Your objective: Go through the entries below and work out how many lines include "jeans"; give only that number.
--- Available records Enclosed Below ---
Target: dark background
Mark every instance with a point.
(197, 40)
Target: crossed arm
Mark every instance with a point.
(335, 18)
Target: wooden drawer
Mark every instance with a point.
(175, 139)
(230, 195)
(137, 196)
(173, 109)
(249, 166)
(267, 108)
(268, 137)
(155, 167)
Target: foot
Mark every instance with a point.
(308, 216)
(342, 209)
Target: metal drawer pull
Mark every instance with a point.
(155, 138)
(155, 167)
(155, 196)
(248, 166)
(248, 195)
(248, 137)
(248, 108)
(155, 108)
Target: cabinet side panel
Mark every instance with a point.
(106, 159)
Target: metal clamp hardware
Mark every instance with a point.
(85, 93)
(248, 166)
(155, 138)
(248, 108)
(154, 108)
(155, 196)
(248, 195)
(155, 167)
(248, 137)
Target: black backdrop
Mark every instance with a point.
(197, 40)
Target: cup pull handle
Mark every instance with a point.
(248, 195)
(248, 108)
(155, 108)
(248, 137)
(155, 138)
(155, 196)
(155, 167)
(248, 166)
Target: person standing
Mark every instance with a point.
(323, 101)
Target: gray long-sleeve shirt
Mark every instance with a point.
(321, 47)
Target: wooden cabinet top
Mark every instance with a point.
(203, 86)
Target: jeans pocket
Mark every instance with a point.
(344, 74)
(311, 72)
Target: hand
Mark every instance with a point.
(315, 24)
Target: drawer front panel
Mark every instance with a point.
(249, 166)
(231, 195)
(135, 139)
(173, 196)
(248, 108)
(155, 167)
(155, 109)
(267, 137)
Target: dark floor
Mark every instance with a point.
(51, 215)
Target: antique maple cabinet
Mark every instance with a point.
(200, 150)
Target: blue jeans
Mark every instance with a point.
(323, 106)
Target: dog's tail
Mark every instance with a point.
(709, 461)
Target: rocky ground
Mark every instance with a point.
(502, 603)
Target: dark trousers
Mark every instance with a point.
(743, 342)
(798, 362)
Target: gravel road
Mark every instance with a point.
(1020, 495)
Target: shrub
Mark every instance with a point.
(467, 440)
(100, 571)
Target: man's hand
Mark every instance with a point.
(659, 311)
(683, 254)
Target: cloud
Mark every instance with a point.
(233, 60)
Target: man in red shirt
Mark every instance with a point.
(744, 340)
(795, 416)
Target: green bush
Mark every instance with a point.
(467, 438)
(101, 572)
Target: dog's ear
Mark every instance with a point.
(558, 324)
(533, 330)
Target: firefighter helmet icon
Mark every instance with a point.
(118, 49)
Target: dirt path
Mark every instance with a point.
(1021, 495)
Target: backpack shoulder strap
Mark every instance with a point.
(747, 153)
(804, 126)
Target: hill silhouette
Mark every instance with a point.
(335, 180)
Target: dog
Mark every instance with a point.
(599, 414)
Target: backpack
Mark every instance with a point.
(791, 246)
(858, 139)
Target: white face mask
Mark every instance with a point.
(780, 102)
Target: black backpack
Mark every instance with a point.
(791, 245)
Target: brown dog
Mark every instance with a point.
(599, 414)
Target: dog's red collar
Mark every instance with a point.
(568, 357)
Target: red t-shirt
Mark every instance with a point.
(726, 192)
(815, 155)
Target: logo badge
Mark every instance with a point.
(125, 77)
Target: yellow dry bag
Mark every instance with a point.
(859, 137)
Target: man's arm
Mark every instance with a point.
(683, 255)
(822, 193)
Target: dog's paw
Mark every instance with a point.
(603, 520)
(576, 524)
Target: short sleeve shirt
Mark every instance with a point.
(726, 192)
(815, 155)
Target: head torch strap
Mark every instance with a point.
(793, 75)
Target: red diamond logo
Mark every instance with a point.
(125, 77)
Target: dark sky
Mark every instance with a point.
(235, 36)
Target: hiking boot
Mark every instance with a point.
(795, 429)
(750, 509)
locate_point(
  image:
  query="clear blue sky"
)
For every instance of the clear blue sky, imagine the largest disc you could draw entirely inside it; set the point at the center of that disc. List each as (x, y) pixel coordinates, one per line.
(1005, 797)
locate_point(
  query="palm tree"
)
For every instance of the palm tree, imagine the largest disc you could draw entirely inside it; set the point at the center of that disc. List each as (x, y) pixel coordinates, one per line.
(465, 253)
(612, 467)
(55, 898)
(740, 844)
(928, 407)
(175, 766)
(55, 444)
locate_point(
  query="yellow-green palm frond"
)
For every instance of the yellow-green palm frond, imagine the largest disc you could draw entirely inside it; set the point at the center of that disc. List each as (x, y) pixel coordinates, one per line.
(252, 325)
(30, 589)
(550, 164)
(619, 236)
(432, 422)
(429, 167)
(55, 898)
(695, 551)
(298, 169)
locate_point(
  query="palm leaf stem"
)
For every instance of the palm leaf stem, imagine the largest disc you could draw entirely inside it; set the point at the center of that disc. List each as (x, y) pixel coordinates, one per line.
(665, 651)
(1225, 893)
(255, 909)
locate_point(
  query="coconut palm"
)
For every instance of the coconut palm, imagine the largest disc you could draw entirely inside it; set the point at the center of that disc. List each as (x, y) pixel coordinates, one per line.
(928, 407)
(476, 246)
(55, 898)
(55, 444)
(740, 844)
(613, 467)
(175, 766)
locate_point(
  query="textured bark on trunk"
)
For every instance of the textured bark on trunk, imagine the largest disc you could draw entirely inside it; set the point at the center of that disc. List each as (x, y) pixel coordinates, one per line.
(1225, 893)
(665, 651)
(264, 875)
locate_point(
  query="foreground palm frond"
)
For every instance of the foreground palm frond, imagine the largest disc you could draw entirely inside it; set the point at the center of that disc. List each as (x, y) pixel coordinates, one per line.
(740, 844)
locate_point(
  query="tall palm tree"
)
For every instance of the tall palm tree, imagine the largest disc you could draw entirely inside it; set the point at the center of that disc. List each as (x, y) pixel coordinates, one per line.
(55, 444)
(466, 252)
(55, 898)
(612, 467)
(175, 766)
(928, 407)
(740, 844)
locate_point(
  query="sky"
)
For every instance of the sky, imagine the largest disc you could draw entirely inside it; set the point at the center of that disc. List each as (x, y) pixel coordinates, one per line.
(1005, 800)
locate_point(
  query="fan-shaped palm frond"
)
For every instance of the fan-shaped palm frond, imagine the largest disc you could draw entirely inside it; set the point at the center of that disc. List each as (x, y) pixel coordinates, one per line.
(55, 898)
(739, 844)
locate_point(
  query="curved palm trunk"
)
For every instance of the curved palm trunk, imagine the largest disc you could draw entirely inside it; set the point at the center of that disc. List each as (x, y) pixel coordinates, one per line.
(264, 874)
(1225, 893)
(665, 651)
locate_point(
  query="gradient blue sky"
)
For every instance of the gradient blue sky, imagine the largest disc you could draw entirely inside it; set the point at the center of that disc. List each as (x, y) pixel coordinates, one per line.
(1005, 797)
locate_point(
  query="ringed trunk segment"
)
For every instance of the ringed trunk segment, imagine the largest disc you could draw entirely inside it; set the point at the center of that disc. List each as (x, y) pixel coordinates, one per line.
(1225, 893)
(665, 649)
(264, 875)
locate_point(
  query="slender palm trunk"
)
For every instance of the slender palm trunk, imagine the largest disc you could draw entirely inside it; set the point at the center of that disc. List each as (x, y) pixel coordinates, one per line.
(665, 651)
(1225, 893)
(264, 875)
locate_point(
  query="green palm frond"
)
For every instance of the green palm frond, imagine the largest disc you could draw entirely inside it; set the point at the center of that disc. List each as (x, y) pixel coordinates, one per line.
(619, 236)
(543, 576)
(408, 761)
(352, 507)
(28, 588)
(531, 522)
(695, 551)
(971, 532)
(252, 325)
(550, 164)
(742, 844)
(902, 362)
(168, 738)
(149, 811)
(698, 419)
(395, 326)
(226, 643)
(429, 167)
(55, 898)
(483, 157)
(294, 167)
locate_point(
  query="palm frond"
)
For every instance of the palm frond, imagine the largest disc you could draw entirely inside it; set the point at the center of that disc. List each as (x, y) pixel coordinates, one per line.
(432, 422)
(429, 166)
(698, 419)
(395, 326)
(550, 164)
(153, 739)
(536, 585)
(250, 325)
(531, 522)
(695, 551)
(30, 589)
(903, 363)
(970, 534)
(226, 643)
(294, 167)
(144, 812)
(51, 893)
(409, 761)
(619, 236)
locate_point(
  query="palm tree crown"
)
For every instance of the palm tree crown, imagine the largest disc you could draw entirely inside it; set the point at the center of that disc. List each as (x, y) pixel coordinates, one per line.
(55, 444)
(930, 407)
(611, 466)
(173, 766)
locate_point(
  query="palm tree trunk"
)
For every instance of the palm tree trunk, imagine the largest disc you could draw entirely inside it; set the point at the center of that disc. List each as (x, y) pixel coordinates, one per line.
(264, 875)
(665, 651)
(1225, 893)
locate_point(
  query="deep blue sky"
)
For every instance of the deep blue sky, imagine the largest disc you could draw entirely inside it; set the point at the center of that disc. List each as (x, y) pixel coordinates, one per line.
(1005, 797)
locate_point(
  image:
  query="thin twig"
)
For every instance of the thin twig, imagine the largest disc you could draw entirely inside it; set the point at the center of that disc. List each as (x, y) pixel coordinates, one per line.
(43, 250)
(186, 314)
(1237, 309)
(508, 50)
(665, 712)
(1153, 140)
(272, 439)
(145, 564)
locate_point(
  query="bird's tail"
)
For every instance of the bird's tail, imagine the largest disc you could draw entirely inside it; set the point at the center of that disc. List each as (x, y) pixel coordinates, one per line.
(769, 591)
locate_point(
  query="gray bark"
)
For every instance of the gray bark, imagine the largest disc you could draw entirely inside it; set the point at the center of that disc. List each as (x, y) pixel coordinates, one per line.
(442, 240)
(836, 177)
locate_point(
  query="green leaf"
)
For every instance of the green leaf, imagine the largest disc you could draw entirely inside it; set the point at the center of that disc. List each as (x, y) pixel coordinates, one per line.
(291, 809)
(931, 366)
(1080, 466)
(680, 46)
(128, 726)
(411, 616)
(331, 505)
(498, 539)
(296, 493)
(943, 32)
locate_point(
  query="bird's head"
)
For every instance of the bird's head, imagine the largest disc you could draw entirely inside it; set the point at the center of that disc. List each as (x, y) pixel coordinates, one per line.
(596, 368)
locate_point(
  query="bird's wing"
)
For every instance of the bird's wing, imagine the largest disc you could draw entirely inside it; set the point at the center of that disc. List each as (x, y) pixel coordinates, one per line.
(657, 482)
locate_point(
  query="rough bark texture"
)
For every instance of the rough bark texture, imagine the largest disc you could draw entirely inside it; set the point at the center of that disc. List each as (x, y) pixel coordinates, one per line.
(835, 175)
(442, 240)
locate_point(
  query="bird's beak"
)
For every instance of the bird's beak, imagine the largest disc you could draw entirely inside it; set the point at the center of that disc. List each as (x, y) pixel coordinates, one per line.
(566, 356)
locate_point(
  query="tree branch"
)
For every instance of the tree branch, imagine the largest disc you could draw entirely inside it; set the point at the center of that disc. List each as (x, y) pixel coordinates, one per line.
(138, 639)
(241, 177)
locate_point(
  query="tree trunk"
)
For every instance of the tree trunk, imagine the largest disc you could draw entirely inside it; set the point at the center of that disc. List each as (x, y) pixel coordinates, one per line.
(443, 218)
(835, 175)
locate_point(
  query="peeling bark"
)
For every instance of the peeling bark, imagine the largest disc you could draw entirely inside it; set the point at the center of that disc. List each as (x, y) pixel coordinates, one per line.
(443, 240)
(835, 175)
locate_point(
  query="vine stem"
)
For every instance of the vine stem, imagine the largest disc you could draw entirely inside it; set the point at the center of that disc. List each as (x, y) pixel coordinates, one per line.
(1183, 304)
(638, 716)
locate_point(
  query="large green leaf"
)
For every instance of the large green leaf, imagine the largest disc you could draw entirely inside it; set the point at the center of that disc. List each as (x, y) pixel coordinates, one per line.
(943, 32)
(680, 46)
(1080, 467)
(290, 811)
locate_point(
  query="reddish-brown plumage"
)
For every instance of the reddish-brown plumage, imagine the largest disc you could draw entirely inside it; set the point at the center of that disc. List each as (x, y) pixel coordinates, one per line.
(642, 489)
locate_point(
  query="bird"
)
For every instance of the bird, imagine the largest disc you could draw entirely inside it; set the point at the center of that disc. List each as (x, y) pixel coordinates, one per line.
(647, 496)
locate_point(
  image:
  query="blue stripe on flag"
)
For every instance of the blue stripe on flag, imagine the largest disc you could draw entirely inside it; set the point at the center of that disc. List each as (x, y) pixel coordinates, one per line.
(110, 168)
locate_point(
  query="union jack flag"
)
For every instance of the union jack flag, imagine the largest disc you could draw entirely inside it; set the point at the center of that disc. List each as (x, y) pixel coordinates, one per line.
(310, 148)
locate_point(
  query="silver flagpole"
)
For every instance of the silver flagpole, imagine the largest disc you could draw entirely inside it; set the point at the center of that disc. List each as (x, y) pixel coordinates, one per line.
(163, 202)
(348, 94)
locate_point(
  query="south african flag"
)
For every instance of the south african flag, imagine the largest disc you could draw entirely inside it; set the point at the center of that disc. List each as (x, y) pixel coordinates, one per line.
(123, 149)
--- End of Enclosed Available records ---
Exercise answer: 2